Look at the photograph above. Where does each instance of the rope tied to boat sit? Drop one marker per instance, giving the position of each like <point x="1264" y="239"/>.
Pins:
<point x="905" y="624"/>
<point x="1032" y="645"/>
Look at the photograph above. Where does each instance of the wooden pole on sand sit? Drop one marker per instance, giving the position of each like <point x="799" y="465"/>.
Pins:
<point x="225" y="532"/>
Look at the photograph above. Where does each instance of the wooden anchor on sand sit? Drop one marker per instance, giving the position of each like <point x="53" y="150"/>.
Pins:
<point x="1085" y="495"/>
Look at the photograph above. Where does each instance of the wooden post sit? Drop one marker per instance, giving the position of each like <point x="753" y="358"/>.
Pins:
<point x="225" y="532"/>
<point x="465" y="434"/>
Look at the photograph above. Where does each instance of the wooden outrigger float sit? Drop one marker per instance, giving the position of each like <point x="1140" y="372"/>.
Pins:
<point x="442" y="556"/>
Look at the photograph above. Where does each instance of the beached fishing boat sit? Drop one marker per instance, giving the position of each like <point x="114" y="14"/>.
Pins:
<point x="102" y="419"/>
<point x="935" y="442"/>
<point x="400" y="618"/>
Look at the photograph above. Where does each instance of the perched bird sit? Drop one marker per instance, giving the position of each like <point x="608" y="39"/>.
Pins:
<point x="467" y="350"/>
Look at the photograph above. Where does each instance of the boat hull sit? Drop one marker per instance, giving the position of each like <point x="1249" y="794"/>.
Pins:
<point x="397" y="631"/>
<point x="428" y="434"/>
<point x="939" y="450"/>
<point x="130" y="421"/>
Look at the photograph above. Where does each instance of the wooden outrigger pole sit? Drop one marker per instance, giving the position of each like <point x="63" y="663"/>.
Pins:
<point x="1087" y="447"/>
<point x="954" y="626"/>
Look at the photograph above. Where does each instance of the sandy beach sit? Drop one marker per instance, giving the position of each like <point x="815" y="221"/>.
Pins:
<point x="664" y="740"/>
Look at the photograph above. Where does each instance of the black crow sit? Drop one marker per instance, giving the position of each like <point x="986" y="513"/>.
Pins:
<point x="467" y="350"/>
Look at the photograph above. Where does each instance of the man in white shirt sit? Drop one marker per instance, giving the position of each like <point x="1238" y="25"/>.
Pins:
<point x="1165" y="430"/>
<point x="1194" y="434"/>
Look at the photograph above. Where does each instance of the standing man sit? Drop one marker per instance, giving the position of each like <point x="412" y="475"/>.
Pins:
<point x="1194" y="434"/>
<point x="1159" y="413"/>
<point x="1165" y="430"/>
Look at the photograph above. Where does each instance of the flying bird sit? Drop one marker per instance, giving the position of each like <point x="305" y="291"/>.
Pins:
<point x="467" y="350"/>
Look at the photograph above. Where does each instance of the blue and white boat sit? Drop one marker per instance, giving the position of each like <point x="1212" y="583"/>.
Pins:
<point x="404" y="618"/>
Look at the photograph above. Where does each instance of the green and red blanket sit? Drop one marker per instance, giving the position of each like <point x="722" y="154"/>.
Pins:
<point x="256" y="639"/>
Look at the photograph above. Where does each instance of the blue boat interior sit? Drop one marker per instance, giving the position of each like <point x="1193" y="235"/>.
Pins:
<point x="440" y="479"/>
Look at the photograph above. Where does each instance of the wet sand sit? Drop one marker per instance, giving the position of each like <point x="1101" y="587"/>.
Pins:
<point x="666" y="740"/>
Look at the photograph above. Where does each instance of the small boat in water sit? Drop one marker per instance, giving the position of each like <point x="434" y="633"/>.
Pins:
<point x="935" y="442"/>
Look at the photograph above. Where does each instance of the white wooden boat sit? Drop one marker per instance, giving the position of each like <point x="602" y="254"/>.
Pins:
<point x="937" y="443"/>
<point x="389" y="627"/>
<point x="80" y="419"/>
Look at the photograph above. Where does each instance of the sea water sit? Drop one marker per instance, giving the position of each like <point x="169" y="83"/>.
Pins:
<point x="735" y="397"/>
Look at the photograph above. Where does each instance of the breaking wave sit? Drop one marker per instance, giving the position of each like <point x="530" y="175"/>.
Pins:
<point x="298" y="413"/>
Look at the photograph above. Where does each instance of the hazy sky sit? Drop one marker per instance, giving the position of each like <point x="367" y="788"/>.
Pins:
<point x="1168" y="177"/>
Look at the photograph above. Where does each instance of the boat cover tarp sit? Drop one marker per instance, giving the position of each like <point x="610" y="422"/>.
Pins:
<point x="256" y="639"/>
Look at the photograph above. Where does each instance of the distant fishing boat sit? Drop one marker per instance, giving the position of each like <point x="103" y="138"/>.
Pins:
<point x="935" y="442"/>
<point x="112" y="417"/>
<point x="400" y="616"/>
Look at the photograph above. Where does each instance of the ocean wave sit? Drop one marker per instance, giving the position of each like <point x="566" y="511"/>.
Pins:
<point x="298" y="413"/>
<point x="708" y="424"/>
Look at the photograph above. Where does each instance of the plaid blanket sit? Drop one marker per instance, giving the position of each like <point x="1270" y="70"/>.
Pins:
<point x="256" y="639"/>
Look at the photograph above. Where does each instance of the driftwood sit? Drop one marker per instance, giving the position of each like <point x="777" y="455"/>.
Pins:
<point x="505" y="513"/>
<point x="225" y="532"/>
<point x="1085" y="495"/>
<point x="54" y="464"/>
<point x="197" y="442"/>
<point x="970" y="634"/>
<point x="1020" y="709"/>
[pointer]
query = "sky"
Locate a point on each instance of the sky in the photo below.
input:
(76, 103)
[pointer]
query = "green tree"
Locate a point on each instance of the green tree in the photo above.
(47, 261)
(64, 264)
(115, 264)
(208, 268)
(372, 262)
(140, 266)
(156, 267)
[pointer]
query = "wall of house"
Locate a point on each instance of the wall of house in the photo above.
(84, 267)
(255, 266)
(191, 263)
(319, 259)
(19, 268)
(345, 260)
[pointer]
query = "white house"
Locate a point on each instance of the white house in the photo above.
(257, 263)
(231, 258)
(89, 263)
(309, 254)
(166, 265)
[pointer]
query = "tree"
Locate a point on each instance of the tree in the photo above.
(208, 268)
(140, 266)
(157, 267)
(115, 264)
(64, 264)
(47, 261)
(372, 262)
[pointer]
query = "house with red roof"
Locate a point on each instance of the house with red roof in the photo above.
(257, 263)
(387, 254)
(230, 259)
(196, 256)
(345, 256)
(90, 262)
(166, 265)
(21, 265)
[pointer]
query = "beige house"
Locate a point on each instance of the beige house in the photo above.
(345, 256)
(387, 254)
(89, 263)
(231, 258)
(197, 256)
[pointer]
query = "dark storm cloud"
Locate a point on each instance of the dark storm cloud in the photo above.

________________

■ WHAT TO DO
Every record above should be output exactly.

■ ANSWER IN FULL
Look at the photograph above. Where does each instance of the rope tied to boat sit? Drop one marker per instance, giving the position of each like <point x="1264" y="239"/>.
Pins:
<point x="905" y="624"/>
<point x="1032" y="645"/>
Look at the photograph above. Where does each instance of the wooden pole on sand sit? Drop one marker per instance, giving the position of each like <point x="799" y="465"/>.
Pins:
<point x="225" y="532"/>
Look at the photograph above. Where does each instance of the wooden anchor on sand sit? Drop one marker per instance, giving the position of each like <point x="53" y="150"/>.
Pins:
<point x="1085" y="495"/>
Look at the photograph above. Where does each instance of the wooden post sit? Drop one marker per instance, giving the position of each like <point x="753" y="358"/>.
Pins:
<point x="225" y="532"/>
<point x="465" y="434"/>
Look at the photograph above. Where does each instance of the wooden outrigger float sit? Drop one marker per instance, giving the position of each like <point x="1140" y="372"/>.
Pins:
<point x="442" y="556"/>
Look at the photograph above. Where does each instance of the beached fishing boat sit? Drop one marker per instance, giving the position of each like <point x="114" y="14"/>.
Pins:
<point x="102" y="419"/>
<point x="935" y="442"/>
<point x="400" y="618"/>
Look at the photograph above. Where does each instance of the perched bird sit? Drop one marker per instance, giving the position of each like <point x="608" y="39"/>.
Pins:
<point x="467" y="350"/>
Look at the photograph above. Where does each instance of the boat hull sit? Drop one marker per instance, giving the position of each like <point x="1249" y="794"/>.
Pins:
<point x="397" y="631"/>
<point x="428" y="434"/>
<point x="939" y="450"/>
<point x="130" y="421"/>
Look at the photograph above. Where does each instance of the wooden outrigger pole sit? Drop one marker per instance, giving the position of each like <point x="63" y="663"/>.
Pins:
<point x="1087" y="447"/>
<point x="954" y="626"/>
Look at the photograph above. Where does each instance of the sandy beach sit? Drop one marker per instance, giving the position of each like <point x="815" y="221"/>.
Pins:
<point x="664" y="740"/>
Look at the photograph above. Where does each instance of the black crow sit? Drop one marker per instance, giving the position of each like <point x="986" y="513"/>.
Pins:
<point x="467" y="350"/>
Look at the photograph above. Where does each instance of the man in white shirt sit? Drop one marker per instance, giving the position of each like <point x="1238" y="25"/>.
Pins:
<point x="1165" y="430"/>
<point x="1194" y="434"/>
Look at the photograph above. Where does each instance of the standing man sit? Drop one marker per instance, giving the position of each like <point x="412" y="475"/>.
Pins:
<point x="1194" y="434"/>
<point x="1159" y="413"/>
<point x="1165" y="430"/>
Look at the photograph above. Where does each instance of the flying bird sit? Drop one marker per instance, giving the position of each like <point x="305" y="291"/>.
Pins:
<point x="467" y="350"/>
Look at the photograph above. Where does each instance of the blue and white boat sit? Drop one marker per instance, giving the position of each like <point x="1212" y="583"/>.
Pins:
<point x="404" y="618"/>
Look at the photograph above. Where does each instance of the green and red blanket sit? Drop one marker per instance, giving the position of each like <point x="722" y="154"/>.
Pins:
<point x="256" y="639"/>
Look at the photograph above. Where does each instance of the blue boat interior sit? Drop one marker per instance, giving the position of each like <point x="1193" y="235"/>.
Pins:
<point x="440" y="479"/>
Look at the photograph above. Where does each instance of the wet sand sit? Drop one marker per instance, giving the position of each like <point x="1101" y="587"/>.
Pins:
<point x="666" y="740"/>
Look at the photograph above. Where does each instance of the small boat in water sit? Drop one marker per instance, giving the position of each like <point x="434" y="633"/>.
Pins:
<point x="935" y="442"/>
Look at the photograph above. Where does each instance of the white wooden boat sit? Drop one marker per instance, giving the position of each like <point x="602" y="254"/>.
Pins:
<point x="937" y="443"/>
<point x="389" y="627"/>
<point x="80" y="419"/>
Look at the photograph above. Where does each instance of the sea water sit? Drop one marker per instance, giving the position of each like <point x="169" y="83"/>.
Pins:
<point x="735" y="397"/>
Look at the photograph above. Where does each instance of the breaking wave sit? Drop one marker per instance, giving the position of each like <point x="530" y="175"/>.
Pins:
<point x="298" y="413"/>
Look at the photograph above. Where does each instance of the hazy sky sit? Drop one marker per instance, giving the position of each like <point x="367" y="788"/>.
Pins:
<point x="1168" y="177"/>
Look at the photograph above. Where does each instance of the boat cover tarp sit? Drop one marker per instance, giving the position of each like <point x="610" y="422"/>.
Pins:
<point x="256" y="639"/>
Look at the photograph above. Where does each instance of the distant fishing boat sit? Drop one marker per instance, giving the position of each like <point x="103" y="138"/>.
Pins:
<point x="935" y="442"/>
<point x="112" y="417"/>
<point x="400" y="616"/>
Look at the photograph above. Where does each instance of the ocean wave sit? Drop one marker per instance, giving the position of each like <point x="566" y="511"/>.
Pins:
<point x="298" y="413"/>
<point x="708" y="424"/>
Look at the photograph above. Where does each instance of the plaid blanket sit? Drop one marker per instance, giving the position of each like <point x="1270" y="70"/>.
Pins:
<point x="256" y="639"/>
Look at the photograph above. Where does each instance of the driftwood sit? Drop one marker per instance, giving the position of each like <point x="777" y="455"/>.
Pins:
<point x="505" y="513"/>
<point x="225" y="532"/>
<point x="1085" y="495"/>
<point x="54" y="464"/>
<point x="197" y="442"/>
<point x="970" y="634"/>
<point x="1020" y="709"/>
[pointer]
query = "sky"
Locate a point on each instance of the sky in the photo below.
input:
(76, 103)
[pointer]
query = "green tree"
Locate a point on each instance of the green tree in the photo above.
(47, 261)
(64, 264)
(115, 264)
(208, 268)
(372, 262)
(140, 266)
(156, 267)
[pointer]
query = "wall of house"
Locate a point on each instance of the wall of house in the photo above.
(84, 267)
(255, 266)
(191, 263)
(319, 259)
(19, 268)
(345, 260)
[pointer]
query = "white house"
Locate a point on each instance of the white house in the photo above.
(257, 263)
(231, 258)
(89, 263)
(309, 254)
(166, 265)
[pointer]
query = "tree"
Locate a point on each instance of the tree in the photo above.
(208, 268)
(140, 266)
(157, 267)
(115, 264)
(64, 264)
(47, 261)
(372, 262)
[pointer]
query = "house with red roof"
Locate a point on each instance of the house with red roof in the photo above.
(257, 263)
(387, 254)
(230, 259)
(196, 256)
(345, 256)
(90, 262)
(166, 265)
(21, 265)
[pointer]
query = "beige house"
Locate a point on each instance of the beige house in the photo above.
(345, 256)
(387, 254)
(89, 263)
(231, 258)
(197, 256)
[pointer]
query = "dark storm cloud"
Locate a point on each instance of the dark storm cloud in the photo above.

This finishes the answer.